To do |
(a) According to the profile of Kyle Georgia, who gave him the nickname "Bama," and at what age?
(b) List every baseball accomplishment that the profile of Kyle Georgia credits to his years at Woodland High School.
(c) Using the profile of Kyle Georgia, decide whether each statement agrees with it: (i) Georgia was on crutches for six weeks after his surgery. (ii) Georgia played football throughout his high school years. (iii) The AAU teams coached by his father won ten tournament championships.

Slight remnants remain of the hip surgery that put former Woodland baseball player Kyle Georgia on the shelf for over three months. But the player that was given the nickname “Bama” at the age of 8 by his Pee Wee Reese coach Mike Kingsley, still displays that bulldog approach to the game of baseball.
“The bone in my hip was missed shaped since birth,” Georgia said. “It was only a matter of time before I needed to have that fixed.”
Doctors shaved the bone and fixed some damaged cartilage. After the surgery, Georgia was on crutches for six weeks with strict orders for no baseball for up to three months.
“I don’t know what was harder, the therapy or staying away from baseball,” Georgia said. “I’ve been playing this game since I was a little kid.”
If there was one game to be played that had to be won, Georgia is the type of player that anyone would want on their team. He is a difference maker and has been ever since he stepped foot on the diamond.
It’s not his bat speed or keen eye that has him flirting with a .300 average regularly. It’s not the overpowering fastball that explodes into the catcher’s mitt. What sets Georgia apart is an inner passion that just can’t be coached.
Players are born with natural ability. And then there is Georgia that has a burning desire to compete not like too many others. So when he began to feel that sensation running down his leg he knew it was time to have surgery.
“I really didn’t know what to do with myself. I just knew I had to work hard to get back out there,” he said.
Hard work is something the 2010 Woodland graduate knows a lot about. Ever since he was old enough to tie his own cleats Georgia has been a bulldog on the baseball field.
Beginning with the Robert Cole Little League in Beacon Falls and playing AAU ball for the Connecticut Wolves and later with the Wolverines, Georgia excelled at every level.
With his father Mark Georgia as his coach for the AAU teams Kyle and his teammates won a total of eight tournament championships.
Entering Woodland High School Georgia, a natural athlete, also played football his freshman year. Starting in his sophomore year he focused mainly on baseball, and the dedication he gave to the game began to pay off.
After being a member of the NVL regular season champs in his freshman year, Georgia went on to play in the league tournament championship game in his sophomore and junior season.
He was named to the All-NVL Honorable Mention team as a junior and senior. His prowess on the mound showed up in his junior year when he posted a team best 7-2 record with a stingy 1.68 ERA.

Entries provided |

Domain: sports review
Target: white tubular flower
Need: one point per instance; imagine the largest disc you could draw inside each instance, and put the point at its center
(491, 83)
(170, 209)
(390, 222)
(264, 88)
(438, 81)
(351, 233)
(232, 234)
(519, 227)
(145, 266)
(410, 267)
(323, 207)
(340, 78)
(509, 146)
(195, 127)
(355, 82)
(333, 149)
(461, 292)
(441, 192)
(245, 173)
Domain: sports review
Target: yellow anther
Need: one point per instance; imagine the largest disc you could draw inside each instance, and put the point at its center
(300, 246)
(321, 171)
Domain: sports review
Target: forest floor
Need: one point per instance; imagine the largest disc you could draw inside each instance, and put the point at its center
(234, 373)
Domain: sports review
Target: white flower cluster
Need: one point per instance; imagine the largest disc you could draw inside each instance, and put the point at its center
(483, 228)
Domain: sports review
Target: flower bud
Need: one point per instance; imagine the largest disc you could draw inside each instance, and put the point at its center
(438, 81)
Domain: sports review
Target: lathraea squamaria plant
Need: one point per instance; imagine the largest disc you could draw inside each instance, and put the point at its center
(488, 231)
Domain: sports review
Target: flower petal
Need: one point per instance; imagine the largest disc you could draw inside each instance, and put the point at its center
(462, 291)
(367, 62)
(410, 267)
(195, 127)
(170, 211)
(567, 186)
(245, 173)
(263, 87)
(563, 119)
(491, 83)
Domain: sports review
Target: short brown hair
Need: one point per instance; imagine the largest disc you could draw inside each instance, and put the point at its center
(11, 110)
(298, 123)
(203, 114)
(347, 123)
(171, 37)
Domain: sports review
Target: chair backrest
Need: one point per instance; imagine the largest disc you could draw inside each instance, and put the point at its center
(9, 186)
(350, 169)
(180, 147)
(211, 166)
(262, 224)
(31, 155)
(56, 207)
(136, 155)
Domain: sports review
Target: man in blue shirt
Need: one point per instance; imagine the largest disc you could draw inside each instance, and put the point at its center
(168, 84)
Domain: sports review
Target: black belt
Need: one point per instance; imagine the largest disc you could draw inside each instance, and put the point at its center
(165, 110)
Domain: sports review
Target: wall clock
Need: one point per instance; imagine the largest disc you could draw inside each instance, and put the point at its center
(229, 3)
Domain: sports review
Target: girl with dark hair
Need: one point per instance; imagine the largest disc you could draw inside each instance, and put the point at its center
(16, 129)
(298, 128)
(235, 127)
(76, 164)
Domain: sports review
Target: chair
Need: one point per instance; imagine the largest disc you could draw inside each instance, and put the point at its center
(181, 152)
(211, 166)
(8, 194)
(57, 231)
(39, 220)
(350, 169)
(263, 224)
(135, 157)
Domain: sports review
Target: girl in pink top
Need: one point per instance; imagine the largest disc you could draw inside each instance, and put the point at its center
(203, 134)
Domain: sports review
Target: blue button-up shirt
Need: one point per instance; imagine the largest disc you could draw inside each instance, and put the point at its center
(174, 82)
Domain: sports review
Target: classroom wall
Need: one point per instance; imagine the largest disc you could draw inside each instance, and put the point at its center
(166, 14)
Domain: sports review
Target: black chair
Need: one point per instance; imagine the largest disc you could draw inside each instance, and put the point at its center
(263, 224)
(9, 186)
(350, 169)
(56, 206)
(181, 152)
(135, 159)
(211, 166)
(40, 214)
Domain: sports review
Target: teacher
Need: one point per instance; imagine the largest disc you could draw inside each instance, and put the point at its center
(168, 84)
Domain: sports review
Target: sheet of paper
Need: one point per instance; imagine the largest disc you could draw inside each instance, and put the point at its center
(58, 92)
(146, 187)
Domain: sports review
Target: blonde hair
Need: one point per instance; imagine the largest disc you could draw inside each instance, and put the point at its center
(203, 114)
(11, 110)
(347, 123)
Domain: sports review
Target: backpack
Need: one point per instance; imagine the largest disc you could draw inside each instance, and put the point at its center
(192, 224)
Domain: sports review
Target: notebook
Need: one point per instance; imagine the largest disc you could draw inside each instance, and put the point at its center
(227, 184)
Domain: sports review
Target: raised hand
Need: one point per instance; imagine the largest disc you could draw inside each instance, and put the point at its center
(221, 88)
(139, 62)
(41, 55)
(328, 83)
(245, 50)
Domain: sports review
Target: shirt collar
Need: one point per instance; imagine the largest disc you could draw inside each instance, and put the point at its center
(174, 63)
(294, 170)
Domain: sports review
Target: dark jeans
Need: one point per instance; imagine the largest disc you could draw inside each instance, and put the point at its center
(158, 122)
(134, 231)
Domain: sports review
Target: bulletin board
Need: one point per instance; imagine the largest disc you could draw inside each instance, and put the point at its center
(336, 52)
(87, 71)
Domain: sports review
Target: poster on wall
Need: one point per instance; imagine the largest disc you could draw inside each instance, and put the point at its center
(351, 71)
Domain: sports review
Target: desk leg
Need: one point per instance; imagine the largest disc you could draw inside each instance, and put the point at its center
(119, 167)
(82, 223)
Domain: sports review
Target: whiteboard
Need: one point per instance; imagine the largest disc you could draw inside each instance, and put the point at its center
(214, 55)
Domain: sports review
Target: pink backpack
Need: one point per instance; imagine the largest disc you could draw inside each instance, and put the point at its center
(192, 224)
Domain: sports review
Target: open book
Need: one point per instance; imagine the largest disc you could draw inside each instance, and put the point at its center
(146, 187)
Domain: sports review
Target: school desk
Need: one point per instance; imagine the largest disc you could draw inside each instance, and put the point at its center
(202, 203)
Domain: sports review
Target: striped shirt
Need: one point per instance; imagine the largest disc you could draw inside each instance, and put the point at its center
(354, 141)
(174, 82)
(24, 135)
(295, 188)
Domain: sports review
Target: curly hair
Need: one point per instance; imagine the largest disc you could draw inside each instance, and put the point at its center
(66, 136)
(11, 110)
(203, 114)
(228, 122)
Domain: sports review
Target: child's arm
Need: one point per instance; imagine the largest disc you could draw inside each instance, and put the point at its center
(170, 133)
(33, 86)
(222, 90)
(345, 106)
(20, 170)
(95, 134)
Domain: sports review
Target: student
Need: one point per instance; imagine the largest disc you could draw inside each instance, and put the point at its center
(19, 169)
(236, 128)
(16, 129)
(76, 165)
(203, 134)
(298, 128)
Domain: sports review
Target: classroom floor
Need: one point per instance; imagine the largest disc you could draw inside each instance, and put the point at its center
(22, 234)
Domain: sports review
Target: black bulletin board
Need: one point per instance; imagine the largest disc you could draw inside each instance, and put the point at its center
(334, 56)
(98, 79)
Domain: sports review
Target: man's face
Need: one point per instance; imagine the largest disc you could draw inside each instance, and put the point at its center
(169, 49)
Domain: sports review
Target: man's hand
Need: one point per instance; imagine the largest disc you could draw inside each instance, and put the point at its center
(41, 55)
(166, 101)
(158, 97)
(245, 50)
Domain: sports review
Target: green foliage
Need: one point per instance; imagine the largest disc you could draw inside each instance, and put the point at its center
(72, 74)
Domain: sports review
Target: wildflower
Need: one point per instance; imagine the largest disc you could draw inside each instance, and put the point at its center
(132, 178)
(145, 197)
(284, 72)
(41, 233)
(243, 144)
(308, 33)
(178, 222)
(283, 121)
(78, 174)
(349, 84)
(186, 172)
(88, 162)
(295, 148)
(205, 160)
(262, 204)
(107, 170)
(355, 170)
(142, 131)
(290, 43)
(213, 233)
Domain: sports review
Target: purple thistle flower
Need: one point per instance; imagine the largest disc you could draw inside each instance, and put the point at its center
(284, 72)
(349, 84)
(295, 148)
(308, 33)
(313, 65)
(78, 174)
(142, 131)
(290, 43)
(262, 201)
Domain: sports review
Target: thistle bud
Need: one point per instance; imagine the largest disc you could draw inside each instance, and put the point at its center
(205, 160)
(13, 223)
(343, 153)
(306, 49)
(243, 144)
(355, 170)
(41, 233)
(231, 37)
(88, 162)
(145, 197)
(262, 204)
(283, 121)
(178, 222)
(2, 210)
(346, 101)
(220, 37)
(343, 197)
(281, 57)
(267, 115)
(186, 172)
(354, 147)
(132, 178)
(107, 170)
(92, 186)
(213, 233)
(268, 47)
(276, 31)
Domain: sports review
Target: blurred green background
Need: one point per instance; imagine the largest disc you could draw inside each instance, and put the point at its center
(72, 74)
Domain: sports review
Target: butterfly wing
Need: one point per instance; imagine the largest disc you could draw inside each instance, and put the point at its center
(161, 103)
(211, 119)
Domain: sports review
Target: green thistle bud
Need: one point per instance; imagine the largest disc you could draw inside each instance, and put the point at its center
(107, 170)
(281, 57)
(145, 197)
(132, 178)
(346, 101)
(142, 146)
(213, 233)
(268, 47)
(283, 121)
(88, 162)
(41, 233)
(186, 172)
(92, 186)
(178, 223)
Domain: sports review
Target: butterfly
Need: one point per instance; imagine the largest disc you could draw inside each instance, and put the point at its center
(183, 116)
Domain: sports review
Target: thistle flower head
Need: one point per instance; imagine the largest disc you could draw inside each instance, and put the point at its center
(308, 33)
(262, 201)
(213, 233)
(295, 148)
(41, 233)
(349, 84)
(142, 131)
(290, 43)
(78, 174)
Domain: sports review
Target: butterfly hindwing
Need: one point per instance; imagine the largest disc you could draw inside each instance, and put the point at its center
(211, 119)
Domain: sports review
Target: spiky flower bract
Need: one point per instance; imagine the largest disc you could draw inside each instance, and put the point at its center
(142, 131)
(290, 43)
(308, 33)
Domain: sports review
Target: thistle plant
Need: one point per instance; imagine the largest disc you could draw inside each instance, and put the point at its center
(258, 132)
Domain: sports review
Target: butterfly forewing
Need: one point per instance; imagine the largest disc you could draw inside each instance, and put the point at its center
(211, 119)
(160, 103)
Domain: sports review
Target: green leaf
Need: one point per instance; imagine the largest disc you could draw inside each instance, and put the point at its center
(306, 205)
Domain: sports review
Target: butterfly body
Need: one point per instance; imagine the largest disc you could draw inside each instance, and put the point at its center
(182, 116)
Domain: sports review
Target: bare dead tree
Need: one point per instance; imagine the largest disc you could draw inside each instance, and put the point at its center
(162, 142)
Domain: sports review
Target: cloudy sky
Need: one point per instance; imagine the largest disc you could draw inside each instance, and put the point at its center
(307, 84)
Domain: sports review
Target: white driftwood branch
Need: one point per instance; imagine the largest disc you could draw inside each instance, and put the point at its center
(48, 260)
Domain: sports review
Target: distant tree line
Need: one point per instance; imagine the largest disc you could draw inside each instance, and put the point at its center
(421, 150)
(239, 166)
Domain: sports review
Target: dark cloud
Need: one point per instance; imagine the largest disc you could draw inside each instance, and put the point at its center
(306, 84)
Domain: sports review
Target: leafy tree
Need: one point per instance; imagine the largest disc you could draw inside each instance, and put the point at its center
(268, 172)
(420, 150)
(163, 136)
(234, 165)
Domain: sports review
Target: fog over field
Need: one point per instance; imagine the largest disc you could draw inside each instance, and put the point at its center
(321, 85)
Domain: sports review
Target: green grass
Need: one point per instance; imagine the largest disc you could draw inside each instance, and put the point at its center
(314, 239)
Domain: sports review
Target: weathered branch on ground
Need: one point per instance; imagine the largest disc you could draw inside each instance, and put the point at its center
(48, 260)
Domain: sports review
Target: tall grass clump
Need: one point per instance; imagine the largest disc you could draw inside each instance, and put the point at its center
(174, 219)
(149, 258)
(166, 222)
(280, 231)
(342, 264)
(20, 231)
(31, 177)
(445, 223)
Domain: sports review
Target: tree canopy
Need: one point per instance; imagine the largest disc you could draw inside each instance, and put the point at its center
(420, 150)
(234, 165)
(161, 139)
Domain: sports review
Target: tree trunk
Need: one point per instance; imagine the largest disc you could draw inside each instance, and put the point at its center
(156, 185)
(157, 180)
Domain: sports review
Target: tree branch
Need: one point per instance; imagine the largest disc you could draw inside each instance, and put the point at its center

Results in order |
(a) His Pee Wee Reese coach, Mike Kingsley, gave him the nickname at age 8.

(b)
- Member of the NVL regular season champions in his freshman year
- Played in the league tournament championship game in his sophomore and junior seasons
- Named to the All-NVL Honorable Mention team as a junior and as a senior
- Posted a team-best 7-2 record with a 1.68 ERA in his junior year

(c)
(i) Yes: "Georgia was on crutches for six weeks"
(ii) No: "also played football his freshman year. Starting in his sophomore year he focused mainly on baseball"
(iii) No: "won a total of eight tournament championships"